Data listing

** start **

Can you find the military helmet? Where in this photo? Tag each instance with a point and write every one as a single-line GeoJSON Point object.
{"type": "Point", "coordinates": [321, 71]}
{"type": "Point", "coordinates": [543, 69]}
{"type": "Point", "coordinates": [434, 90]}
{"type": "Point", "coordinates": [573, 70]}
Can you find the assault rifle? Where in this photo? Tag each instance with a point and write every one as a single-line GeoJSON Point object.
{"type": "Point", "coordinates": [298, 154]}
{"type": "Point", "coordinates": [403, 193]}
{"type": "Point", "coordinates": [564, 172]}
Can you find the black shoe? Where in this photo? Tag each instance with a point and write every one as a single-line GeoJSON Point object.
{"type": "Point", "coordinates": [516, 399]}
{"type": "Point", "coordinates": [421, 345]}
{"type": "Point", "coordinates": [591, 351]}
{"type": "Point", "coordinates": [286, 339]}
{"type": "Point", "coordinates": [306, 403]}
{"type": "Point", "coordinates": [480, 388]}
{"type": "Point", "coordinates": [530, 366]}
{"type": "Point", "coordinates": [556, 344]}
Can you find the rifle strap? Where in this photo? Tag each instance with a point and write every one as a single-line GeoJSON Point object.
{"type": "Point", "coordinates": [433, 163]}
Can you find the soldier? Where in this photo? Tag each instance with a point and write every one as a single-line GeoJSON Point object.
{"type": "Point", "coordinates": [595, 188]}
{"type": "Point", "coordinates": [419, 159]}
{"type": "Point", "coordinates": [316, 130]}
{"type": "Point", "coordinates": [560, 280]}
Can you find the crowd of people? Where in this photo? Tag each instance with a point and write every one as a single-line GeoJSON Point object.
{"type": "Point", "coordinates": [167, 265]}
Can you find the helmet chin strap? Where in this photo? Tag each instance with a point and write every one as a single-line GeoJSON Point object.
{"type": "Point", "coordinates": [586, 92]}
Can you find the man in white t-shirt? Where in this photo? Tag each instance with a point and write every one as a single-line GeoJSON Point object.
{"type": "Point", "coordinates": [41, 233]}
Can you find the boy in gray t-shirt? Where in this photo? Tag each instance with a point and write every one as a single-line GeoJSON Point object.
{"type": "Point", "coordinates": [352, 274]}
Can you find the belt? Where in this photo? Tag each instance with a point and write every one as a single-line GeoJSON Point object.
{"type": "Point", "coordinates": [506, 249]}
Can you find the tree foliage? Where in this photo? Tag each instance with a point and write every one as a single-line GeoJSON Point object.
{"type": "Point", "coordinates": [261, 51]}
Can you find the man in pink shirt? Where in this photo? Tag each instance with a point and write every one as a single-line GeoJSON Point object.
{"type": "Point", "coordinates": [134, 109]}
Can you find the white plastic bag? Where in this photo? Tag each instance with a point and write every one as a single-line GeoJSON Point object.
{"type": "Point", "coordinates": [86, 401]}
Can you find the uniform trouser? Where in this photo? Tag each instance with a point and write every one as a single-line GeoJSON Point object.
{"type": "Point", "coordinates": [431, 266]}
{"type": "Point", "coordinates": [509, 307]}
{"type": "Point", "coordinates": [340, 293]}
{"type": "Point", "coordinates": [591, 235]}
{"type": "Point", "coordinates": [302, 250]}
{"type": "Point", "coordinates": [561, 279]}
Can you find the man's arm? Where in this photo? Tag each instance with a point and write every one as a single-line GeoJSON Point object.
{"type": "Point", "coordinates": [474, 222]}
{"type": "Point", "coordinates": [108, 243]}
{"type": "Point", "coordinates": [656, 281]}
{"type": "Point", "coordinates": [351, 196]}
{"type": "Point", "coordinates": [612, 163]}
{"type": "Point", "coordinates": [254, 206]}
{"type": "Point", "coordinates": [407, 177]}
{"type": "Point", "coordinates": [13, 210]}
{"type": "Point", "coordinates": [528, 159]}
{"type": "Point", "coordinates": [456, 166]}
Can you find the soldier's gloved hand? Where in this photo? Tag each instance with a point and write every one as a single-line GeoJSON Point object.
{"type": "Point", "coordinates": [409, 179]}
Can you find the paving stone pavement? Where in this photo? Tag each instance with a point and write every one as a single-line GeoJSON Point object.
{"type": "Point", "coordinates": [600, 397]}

** end **

**The request**
Starting at the line that contains "Can you find the soldier's", copy each line exactly through the end of the listing above. Include that first line and the last one, and add nothing.

**Answer for the task**
Can you find the soldier's gloved hand? Where in this photo? Tag each instance with a point and write every one as a single-line GeoJSON Point object.
{"type": "Point", "coordinates": [409, 179]}
Can you find the paving stone pavement? Where in this photo? Tag each instance with a point and write every one as a single-line GeoJSON Point object.
{"type": "Point", "coordinates": [600, 397]}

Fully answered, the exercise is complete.